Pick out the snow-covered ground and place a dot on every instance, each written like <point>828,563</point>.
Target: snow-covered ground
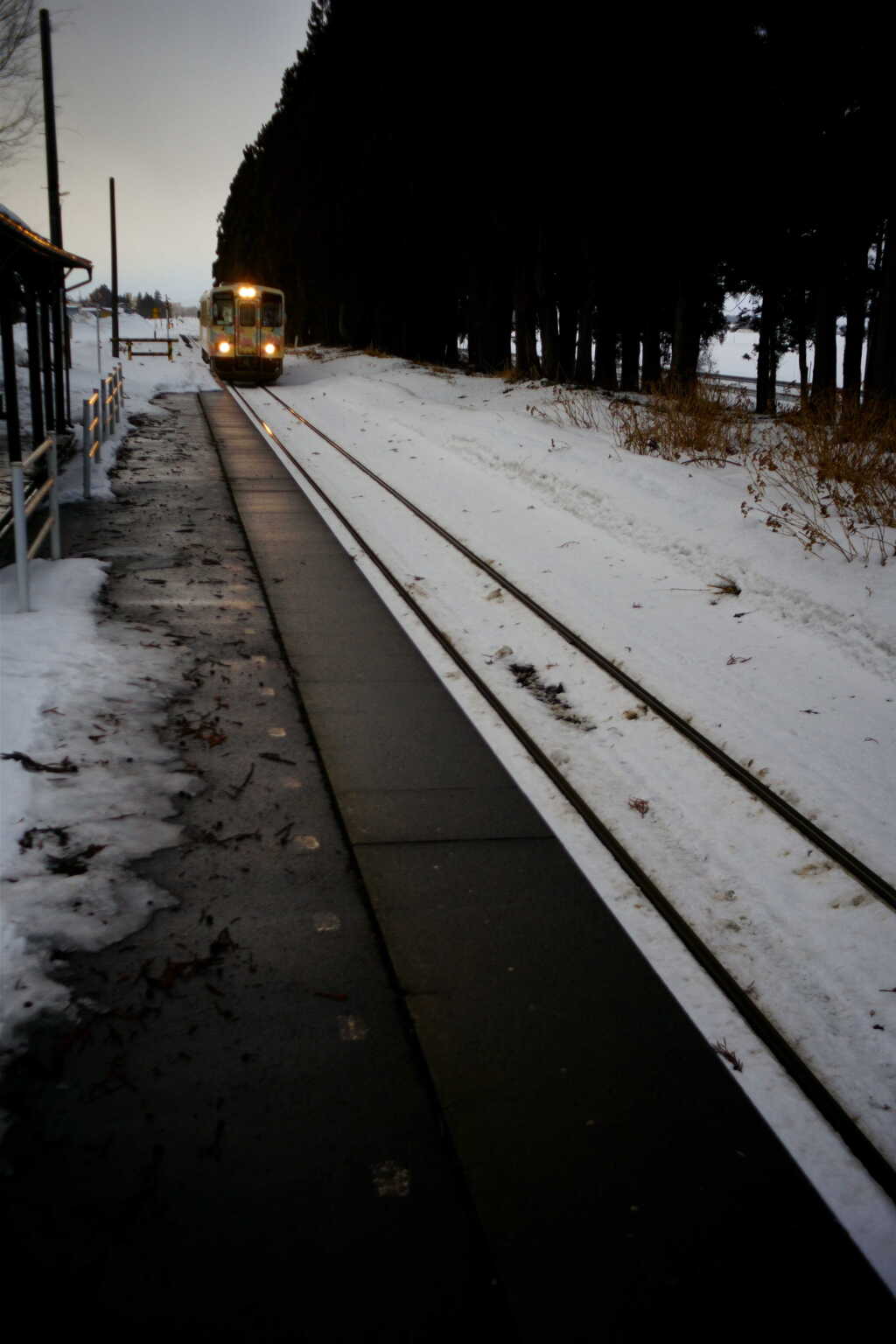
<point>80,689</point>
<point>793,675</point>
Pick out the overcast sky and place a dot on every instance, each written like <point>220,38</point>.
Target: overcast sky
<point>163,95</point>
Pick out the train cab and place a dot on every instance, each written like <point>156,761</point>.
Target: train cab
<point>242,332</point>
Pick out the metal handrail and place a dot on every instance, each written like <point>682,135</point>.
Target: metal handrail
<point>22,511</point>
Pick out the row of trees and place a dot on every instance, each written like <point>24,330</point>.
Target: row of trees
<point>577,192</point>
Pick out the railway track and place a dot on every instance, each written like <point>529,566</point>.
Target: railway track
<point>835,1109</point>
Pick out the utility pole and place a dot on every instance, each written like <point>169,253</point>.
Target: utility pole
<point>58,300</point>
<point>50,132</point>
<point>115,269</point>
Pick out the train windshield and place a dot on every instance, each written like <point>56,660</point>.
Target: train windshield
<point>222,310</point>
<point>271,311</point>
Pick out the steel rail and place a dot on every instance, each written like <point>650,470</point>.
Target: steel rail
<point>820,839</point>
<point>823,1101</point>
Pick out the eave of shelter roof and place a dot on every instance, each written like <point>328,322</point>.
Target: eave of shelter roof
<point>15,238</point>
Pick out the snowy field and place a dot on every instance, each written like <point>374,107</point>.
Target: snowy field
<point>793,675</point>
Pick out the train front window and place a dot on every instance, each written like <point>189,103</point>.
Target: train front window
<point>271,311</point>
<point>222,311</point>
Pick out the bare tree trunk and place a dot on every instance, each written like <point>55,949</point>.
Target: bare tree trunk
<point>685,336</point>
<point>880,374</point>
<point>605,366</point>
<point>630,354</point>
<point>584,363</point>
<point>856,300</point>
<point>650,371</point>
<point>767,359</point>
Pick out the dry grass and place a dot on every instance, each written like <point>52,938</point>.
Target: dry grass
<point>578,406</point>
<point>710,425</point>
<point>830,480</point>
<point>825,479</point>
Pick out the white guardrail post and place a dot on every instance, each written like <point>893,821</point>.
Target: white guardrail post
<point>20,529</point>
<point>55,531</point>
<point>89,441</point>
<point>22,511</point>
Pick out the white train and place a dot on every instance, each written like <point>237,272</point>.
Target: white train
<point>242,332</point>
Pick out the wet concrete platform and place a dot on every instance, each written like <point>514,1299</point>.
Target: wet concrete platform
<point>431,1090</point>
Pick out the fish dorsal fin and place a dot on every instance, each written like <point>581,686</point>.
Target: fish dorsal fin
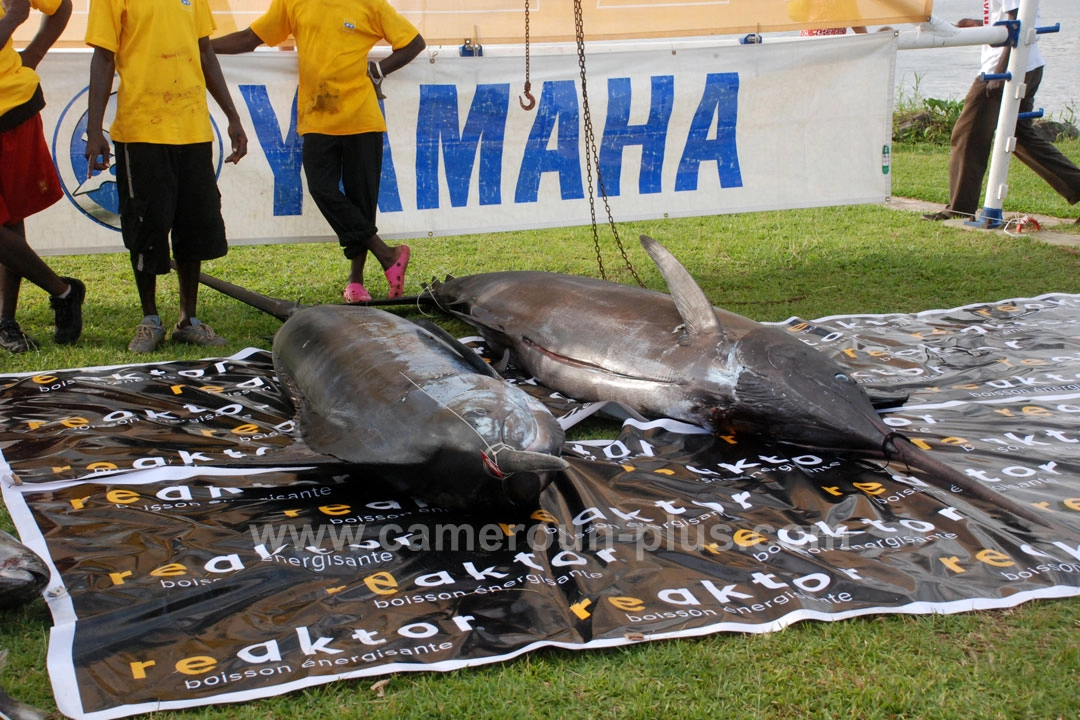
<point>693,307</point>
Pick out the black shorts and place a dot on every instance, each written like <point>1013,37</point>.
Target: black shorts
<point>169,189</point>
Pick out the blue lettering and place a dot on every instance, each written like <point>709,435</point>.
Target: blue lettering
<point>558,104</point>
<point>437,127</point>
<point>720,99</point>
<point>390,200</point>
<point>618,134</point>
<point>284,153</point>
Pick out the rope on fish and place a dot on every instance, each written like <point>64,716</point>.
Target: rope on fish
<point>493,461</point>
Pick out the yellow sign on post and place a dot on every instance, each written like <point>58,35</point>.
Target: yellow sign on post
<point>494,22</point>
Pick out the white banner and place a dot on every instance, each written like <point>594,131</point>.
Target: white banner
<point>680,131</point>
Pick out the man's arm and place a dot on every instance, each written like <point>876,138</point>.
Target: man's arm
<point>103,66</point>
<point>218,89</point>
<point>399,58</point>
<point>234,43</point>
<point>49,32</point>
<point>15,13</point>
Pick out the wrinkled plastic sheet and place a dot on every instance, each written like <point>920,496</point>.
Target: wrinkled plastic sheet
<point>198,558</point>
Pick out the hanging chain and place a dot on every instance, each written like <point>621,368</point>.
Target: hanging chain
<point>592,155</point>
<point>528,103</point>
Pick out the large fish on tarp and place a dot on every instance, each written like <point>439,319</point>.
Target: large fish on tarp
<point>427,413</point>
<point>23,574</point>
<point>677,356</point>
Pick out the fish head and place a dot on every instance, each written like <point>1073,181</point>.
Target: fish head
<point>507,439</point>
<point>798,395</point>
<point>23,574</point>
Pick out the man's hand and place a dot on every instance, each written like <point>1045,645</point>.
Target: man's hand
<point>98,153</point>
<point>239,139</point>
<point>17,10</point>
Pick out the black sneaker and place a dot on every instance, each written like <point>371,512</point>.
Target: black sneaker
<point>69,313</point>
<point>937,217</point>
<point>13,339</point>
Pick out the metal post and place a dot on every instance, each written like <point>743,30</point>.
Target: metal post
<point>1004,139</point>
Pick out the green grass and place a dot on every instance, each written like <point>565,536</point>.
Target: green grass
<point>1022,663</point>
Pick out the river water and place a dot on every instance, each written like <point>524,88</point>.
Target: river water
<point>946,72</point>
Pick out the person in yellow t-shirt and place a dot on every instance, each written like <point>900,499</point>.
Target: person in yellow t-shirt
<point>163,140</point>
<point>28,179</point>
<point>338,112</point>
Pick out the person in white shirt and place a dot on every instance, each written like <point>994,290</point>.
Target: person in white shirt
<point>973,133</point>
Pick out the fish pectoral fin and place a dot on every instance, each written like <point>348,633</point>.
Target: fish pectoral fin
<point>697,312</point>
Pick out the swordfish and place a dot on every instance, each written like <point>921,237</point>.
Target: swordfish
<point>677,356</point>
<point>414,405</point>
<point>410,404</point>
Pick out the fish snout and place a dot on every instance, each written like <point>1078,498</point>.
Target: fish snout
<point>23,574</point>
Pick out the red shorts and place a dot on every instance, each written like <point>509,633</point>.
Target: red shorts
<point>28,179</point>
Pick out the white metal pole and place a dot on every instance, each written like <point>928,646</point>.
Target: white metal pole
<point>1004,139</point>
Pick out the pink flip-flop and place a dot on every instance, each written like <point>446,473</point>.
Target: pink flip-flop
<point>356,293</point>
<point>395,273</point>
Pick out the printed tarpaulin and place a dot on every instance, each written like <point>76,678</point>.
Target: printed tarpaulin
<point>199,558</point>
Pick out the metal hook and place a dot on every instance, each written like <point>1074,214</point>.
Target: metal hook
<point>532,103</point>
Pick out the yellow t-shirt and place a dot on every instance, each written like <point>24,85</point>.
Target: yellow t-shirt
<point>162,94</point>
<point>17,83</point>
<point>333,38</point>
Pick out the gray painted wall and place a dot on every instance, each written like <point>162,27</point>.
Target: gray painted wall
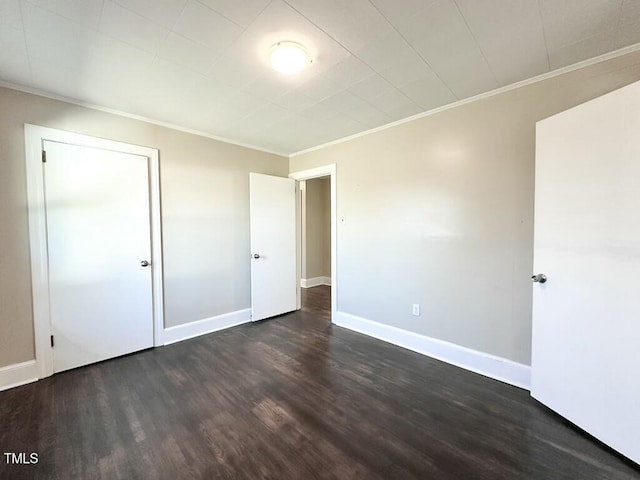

+ + + + +

Task description — Can you duplicate every line of the records above, word for word and without the pictures?

Completed task —
Pick out the snow-covered ground and place a dot on every instance, each written like <point>828,563</point>.
Target: snow-covered ground
<point>80,689</point>
<point>793,675</point>
Pick out the overcast sky and place a dot on every instance, each written like <point>220,38</point>.
Target: overcast sky
<point>163,95</point>
Pick out the train cab and place a dot on every instance, each written like <point>156,761</point>.
Target: train cab
<point>242,332</point>
Pick out the metal handrail and place a dot on every instance, each written like <point>682,135</point>.
Target: metal handrail
<point>22,511</point>
Pick out the row of trees and place a dot on every instance, each written like <point>24,330</point>.
Target: row of trees
<point>577,192</point>
Pick out the railway track and place a dot on every instance, each written like <point>529,566</point>.
Target: railway track
<point>835,1109</point>
Pick out the utility pole and place a dot on every instance, each written like <point>169,253</point>.
Target: utility pole
<point>58,300</point>
<point>50,132</point>
<point>115,269</point>
Pick out the train windshield and place a dot on every instance, each written like <point>56,660</point>.
Target: train windshield
<point>222,310</point>
<point>271,311</point>
Pick out the steel rail and place a dot on every instance, each written like <point>650,470</point>.
Target: steel rail
<point>820,839</point>
<point>823,1101</point>
Pick out the eave of shelter roof and place a dot on every instance, each written like <point>328,322</point>.
Target: eave of shelter roof
<point>15,238</point>
Pick out the snowy field and place a dot on every instance, each written like <point>374,107</point>.
Target: snowy field
<point>793,675</point>
Pick out the train front window and place a dot on every instance, each written like <point>189,103</point>.
Target: train front window
<point>271,311</point>
<point>222,311</point>
Pick out the bare tree trunk and place a dot on every instance, each written like <point>55,949</point>.
Target: bare tree trunk
<point>685,336</point>
<point>880,374</point>
<point>605,366</point>
<point>630,354</point>
<point>584,363</point>
<point>856,300</point>
<point>650,371</point>
<point>767,359</point>
Pick out the dry grass and place a dot on every instance, each written like <point>52,938</point>.
Target: dry grass
<point>578,406</point>
<point>710,425</point>
<point>830,480</point>
<point>825,479</point>
Pick out the white guardrail post and place a dot on every instance, each written like <point>893,821</point>.
Target: white guardrail post
<point>20,529</point>
<point>55,531</point>
<point>89,441</point>
<point>22,511</point>
Pick out the white train and place a dot on every instance, each written like <point>237,272</point>.
Target: white train
<point>242,332</point>
Pick out the wet concrete platform and place a dot on every instance, each written like <point>514,1299</point>.
Target: wet concrete platform
<point>431,1090</point>
Pick out the fish dorsal fin and place a dot on every instance, each written like <point>581,686</point>.
Target: fish dorsal fin
<point>693,307</point>
Pick out the black shorts and place a dot on every instance, each written like <point>1013,37</point>.
Target: black shorts
<point>169,189</point>
Pick out the blue lettering and place a dot on every instance, each written like <point>709,435</point>.
Target: blue lettering
<point>558,104</point>
<point>437,127</point>
<point>720,99</point>
<point>390,200</point>
<point>618,134</point>
<point>284,153</point>
Pick out the rope on fish and place a dot on every instance, each written like <point>64,716</point>.
Target: rope on fish
<point>493,461</point>
Pick out the yellow sign on post and place a dot on every instance, each written like <point>58,35</point>.
Target: yellow sign on post
<point>494,22</point>
Pick out the white banner and place a dot on every instance, each written like <point>594,131</point>.
Target: white banner
<point>680,131</point>
Pick out the man's arm and place a dot on every instance, each written like <point>876,138</point>.
Target: man's arm
<point>103,66</point>
<point>218,89</point>
<point>399,58</point>
<point>234,43</point>
<point>49,32</point>
<point>15,13</point>
Pick out the wrinkled plastic sheet and place a dot on every instance, each written like <point>920,496</point>.
Target: wrinkled plastic sheet
<point>198,558</point>
Pick out the hanging chain and place a dot on every instance, each written like <point>621,368</point>.
Target: hanging chain
<point>592,155</point>
<point>528,103</point>
Pick out the large fish on tarp and place a dot on every instance, each written like <point>439,319</point>.
Target: large fish on tarp
<point>427,413</point>
<point>23,574</point>
<point>677,356</point>
Pick out the fish head and place a dot on every instance, each written like <point>1073,181</point>.
Target: fish head
<point>507,439</point>
<point>798,395</point>
<point>23,574</point>
Pick out the man's hand and place a dot on every instance, each written like <point>1045,645</point>.
Target: man's hand
<point>98,153</point>
<point>239,139</point>
<point>17,10</point>
Pick out the black sneaker and place a dot on every instance, each written like <point>371,512</point>.
Target: black sneaker
<point>69,313</point>
<point>937,217</point>
<point>13,339</point>
Pick out the metal post and place a dot on every instance, each written like <point>743,30</point>.
Target: metal post
<point>1004,139</point>
Pick out the green grass and place a dot on every instance, each written like <point>565,536</point>.
Target: green grass
<point>1022,663</point>
Pick out the river water and place a dot on every instance, each written like <point>524,88</point>.
Target: river water
<point>946,72</point>
Pick out the person in yellow t-shirt and place a dot on every instance, each written like <point>900,499</point>.
Target: person in yellow t-shirt
<point>163,140</point>
<point>28,179</point>
<point>338,112</point>
Pick out the person in white shirt and place a dot on every instance, each written like <point>994,290</point>.
Target: person in white shirt
<point>973,133</point>
Pick out the fish pectoral fin and place a dot on every instance, each written like <point>348,633</point>.
Target: fish pectoral fin
<point>697,312</point>
Pick out the swordfish and place a dot on every instance, each written like <point>921,237</point>.
Target: swordfish
<point>677,356</point>
<point>414,405</point>
<point>410,404</point>
Pick out the fish snout and place a dot on every instance, each written like <point>1078,498</point>.
Target: fish snout
<point>23,574</point>
Pick out the red shorts and place a dot on every instance, each written like <point>509,633</point>.
Target: red shorts
<point>28,179</point>
Pick out the white metal pole and place a dot on every instance, each written like <point>928,646</point>.
Target: white metal pole
<point>1004,139</point>
Pick out the pink flip-flop and place a dot on every instance, each written like <point>446,473</point>.
Target: pink flip-flop
<point>356,293</point>
<point>395,273</point>
Pick out the printed tarpaulin and place a dot on every instance, each written like <point>76,678</point>.
Target: printed tarpaulin
<point>199,558</point>
Pick out the metal hook and place a dot on every instance, each written like <point>1074,214</point>.
Target: metal hook
<point>532,103</point>
Pick out the yellow t-shirt and place a dot on every instance, each written like <point>24,85</point>.
Target: yellow t-shirt
<point>162,94</point>
<point>17,83</point>
<point>333,38</point>
Pick out the gray painted wall and place a dot on every instance, each written like <point>162,27</point>.
Target: gray painted wall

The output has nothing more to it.